___ RECORDS PROVIDED ___

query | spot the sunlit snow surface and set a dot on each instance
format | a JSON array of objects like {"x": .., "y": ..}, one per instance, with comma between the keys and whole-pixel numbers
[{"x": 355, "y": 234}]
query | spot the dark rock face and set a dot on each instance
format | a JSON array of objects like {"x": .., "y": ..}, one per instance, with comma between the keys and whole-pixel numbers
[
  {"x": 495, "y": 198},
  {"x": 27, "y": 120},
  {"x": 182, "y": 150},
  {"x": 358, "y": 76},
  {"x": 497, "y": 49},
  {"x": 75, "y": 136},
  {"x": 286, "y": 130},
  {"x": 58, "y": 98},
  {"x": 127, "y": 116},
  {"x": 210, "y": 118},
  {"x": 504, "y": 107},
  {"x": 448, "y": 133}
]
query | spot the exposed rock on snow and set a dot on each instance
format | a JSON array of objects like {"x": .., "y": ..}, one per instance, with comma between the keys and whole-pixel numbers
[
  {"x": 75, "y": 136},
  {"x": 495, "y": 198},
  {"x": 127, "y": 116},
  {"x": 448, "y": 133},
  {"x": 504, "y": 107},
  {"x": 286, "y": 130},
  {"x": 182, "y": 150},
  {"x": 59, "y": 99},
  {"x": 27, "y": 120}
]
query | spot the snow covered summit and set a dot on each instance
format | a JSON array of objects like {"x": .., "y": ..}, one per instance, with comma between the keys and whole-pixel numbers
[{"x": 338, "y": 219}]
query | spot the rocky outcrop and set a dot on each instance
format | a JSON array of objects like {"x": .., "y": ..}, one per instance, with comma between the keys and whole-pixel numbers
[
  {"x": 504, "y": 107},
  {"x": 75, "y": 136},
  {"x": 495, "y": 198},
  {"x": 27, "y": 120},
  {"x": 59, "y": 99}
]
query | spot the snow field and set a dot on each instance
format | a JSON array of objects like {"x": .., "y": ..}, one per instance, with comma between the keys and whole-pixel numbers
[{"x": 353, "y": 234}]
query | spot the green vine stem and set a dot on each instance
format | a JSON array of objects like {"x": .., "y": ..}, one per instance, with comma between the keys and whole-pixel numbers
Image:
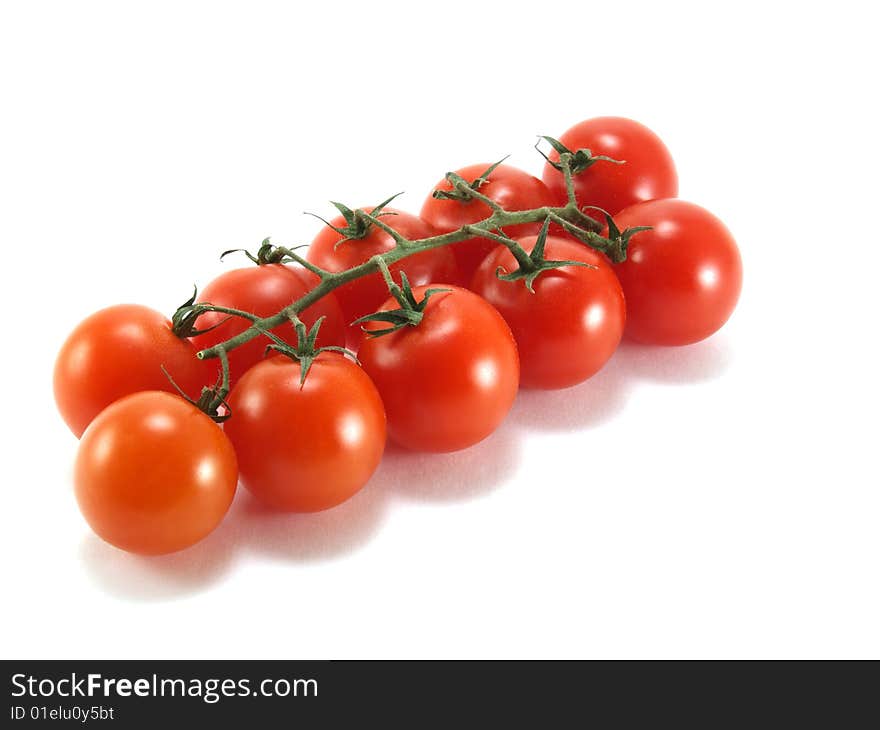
[{"x": 569, "y": 217}]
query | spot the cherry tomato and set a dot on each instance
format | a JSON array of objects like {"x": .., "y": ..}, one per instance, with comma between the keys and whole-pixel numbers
[
  {"x": 681, "y": 279},
  {"x": 450, "y": 381},
  {"x": 571, "y": 325},
  {"x": 363, "y": 296},
  {"x": 264, "y": 290},
  {"x": 118, "y": 351},
  {"x": 510, "y": 187},
  {"x": 304, "y": 448},
  {"x": 648, "y": 171},
  {"x": 154, "y": 474}
]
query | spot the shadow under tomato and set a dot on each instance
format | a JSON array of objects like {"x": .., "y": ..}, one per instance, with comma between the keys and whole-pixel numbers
[
  {"x": 316, "y": 536},
  {"x": 250, "y": 528},
  {"x": 700, "y": 362},
  {"x": 163, "y": 577},
  {"x": 460, "y": 475},
  {"x": 602, "y": 397}
]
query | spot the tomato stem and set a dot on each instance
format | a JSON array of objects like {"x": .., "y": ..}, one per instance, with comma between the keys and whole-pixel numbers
[{"x": 569, "y": 217}]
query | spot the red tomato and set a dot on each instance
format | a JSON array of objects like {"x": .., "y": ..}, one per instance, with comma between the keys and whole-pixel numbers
[
  {"x": 304, "y": 449},
  {"x": 683, "y": 278},
  {"x": 264, "y": 290},
  {"x": 571, "y": 325},
  {"x": 119, "y": 351},
  {"x": 510, "y": 187},
  {"x": 448, "y": 382},
  {"x": 363, "y": 296},
  {"x": 648, "y": 172},
  {"x": 154, "y": 474}
]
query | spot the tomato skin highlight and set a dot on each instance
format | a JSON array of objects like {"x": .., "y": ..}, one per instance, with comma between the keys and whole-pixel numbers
[
  {"x": 573, "y": 322},
  {"x": 311, "y": 448},
  {"x": 648, "y": 173},
  {"x": 682, "y": 279},
  {"x": 363, "y": 296},
  {"x": 512, "y": 188},
  {"x": 450, "y": 381},
  {"x": 153, "y": 474},
  {"x": 118, "y": 351},
  {"x": 264, "y": 290}
]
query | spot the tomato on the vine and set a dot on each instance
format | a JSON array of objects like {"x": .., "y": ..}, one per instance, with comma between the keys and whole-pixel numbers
[
  {"x": 448, "y": 382},
  {"x": 264, "y": 290},
  {"x": 304, "y": 447},
  {"x": 681, "y": 279},
  {"x": 154, "y": 474},
  {"x": 118, "y": 351},
  {"x": 647, "y": 172},
  {"x": 570, "y": 325},
  {"x": 364, "y": 295},
  {"x": 510, "y": 187}
]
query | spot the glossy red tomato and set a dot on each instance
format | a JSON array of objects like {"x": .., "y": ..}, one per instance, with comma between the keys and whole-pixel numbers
[
  {"x": 119, "y": 351},
  {"x": 512, "y": 188},
  {"x": 683, "y": 278},
  {"x": 154, "y": 474},
  {"x": 448, "y": 382},
  {"x": 264, "y": 290},
  {"x": 571, "y": 325},
  {"x": 648, "y": 172},
  {"x": 304, "y": 449},
  {"x": 363, "y": 296}
]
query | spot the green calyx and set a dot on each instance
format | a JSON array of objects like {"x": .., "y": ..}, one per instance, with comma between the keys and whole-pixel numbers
[
  {"x": 462, "y": 190},
  {"x": 305, "y": 350},
  {"x": 535, "y": 264},
  {"x": 212, "y": 398},
  {"x": 618, "y": 241},
  {"x": 183, "y": 321},
  {"x": 356, "y": 226},
  {"x": 410, "y": 312},
  {"x": 267, "y": 253},
  {"x": 580, "y": 160}
]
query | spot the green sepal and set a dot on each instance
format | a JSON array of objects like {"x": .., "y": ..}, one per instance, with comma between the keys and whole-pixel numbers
[
  {"x": 267, "y": 253},
  {"x": 356, "y": 226},
  {"x": 409, "y": 314},
  {"x": 209, "y": 400},
  {"x": 457, "y": 182},
  {"x": 183, "y": 321},
  {"x": 580, "y": 159},
  {"x": 619, "y": 239},
  {"x": 538, "y": 263},
  {"x": 305, "y": 351}
]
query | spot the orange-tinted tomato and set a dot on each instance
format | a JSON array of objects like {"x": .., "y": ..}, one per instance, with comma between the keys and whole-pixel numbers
[
  {"x": 154, "y": 474},
  {"x": 119, "y": 351}
]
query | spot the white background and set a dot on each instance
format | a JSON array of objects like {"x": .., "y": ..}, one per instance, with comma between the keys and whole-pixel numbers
[{"x": 719, "y": 500}]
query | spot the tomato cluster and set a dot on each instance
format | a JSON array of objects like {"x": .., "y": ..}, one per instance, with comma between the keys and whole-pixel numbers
[{"x": 444, "y": 336}]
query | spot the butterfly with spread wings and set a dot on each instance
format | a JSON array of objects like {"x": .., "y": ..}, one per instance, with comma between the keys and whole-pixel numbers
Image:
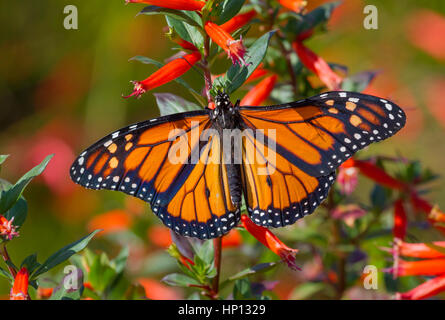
[{"x": 284, "y": 172}]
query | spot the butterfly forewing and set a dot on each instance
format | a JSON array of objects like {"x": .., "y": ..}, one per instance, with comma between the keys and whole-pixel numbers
[
  {"x": 188, "y": 196},
  {"x": 310, "y": 139}
]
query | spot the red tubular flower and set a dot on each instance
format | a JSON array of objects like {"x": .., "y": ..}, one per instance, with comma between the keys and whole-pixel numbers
[
  {"x": 347, "y": 179},
  {"x": 191, "y": 5},
  {"x": 231, "y": 240},
  {"x": 294, "y": 5},
  {"x": 7, "y": 230},
  {"x": 266, "y": 237},
  {"x": 419, "y": 250},
  {"x": 167, "y": 73},
  {"x": 425, "y": 290},
  {"x": 400, "y": 221},
  {"x": 430, "y": 267},
  {"x": 19, "y": 290},
  {"x": 260, "y": 92},
  {"x": 238, "y": 21},
  {"x": 234, "y": 48},
  {"x": 185, "y": 44},
  {"x": 375, "y": 173},
  {"x": 317, "y": 65}
]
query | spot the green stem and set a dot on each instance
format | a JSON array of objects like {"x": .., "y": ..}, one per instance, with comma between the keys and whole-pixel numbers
[{"x": 218, "y": 249}]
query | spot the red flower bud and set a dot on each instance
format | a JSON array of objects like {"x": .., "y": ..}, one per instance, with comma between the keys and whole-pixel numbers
[
  {"x": 425, "y": 290},
  {"x": 266, "y": 237},
  {"x": 400, "y": 221},
  {"x": 294, "y": 5},
  {"x": 167, "y": 73},
  {"x": 419, "y": 250},
  {"x": 234, "y": 48},
  {"x": 260, "y": 92},
  {"x": 375, "y": 173},
  {"x": 430, "y": 267},
  {"x": 19, "y": 290},
  {"x": 7, "y": 229},
  {"x": 317, "y": 65},
  {"x": 238, "y": 21},
  {"x": 190, "y": 5}
]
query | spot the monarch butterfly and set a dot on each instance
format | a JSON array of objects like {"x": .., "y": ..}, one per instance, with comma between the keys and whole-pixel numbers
[{"x": 310, "y": 138}]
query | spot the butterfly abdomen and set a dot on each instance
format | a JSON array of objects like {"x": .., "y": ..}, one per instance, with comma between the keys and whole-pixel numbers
[{"x": 234, "y": 181}]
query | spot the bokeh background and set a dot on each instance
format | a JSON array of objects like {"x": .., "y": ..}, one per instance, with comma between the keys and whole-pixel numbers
[{"x": 60, "y": 90}]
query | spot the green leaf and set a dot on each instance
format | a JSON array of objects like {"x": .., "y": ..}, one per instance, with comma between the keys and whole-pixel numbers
[
  {"x": 10, "y": 196},
  {"x": 3, "y": 157},
  {"x": 179, "y": 280},
  {"x": 19, "y": 211},
  {"x": 298, "y": 24},
  {"x": 227, "y": 9},
  {"x": 169, "y": 103},
  {"x": 358, "y": 82},
  {"x": 64, "y": 254},
  {"x": 30, "y": 263},
  {"x": 175, "y": 14},
  {"x": 237, "y": 75},
  {"x": 70, "y": 288},
  {"x": 6, "y": 274},
  {"x": 186, "y": 31},
  {"x": 121, "y": 260},
  {"x": 242, "y": 290},
  {"x": 262, "y": 267},
  {"x": 205, "y": 251}
]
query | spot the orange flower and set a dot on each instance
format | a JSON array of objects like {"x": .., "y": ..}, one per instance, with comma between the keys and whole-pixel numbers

___

Starting at the line that contains "query | spot the butterfly abdomen" and continuing through the end of the listing, rewrite those lines with "set a dot" changed to "place a point" and everything else left unchanged.

query | spot the butterfly abdomen and place a point on each instance
format | a JSON array of objects like {"x": .., "y": ..}, one per instance, with comma between the keys and whole-pixel numbers
[{"x": 234, "y": 181}]
query | spot the bokeh background and place a point on each instance
format | a JSON array of objects like {"x": .., "y": ..}, one per instance, with comma between the keys and whole-pixel numbers
[{"x": 60, "y": 90}]
query | spot the green leaf and place a point on each instance
format | a JSON array of objects like {"x": .., "y": ..}, one per instance, with comma between the keys and whole-pixel numbers
[
  {"x": 10, "y": 196},
  {"x": 3, "y": 157},
  {"x": 179, "y": 280},
  {"x": 19, "y": 211},
  {"x": 298, "y": 24},
  {"x": 227, "y": 9},
  {"x": 169, "y": 103},
  {"x": 358, "y": 82},
  {"x": 64, "y": 254},
  {"x": 30, "y": 263},
  {"x": 175, "y": 14},
  {"x": 237, "y": 75},
  {"x": 70, "y": 288},
  {"x": 6, "y": 274},
  {"x": 186, "y": 31},
  {"x": 121, "y": 260},
  {"x": 242, "y": 290},
  {"x": 262, "y": 267},
  {"x": 205, "y": 251}
]
query | spot the orange flower and place a point on each instance
format | a JSON array of objects like {"x": .., "y": ..}, one per instance, with comma between the keys and whole-pixel numbers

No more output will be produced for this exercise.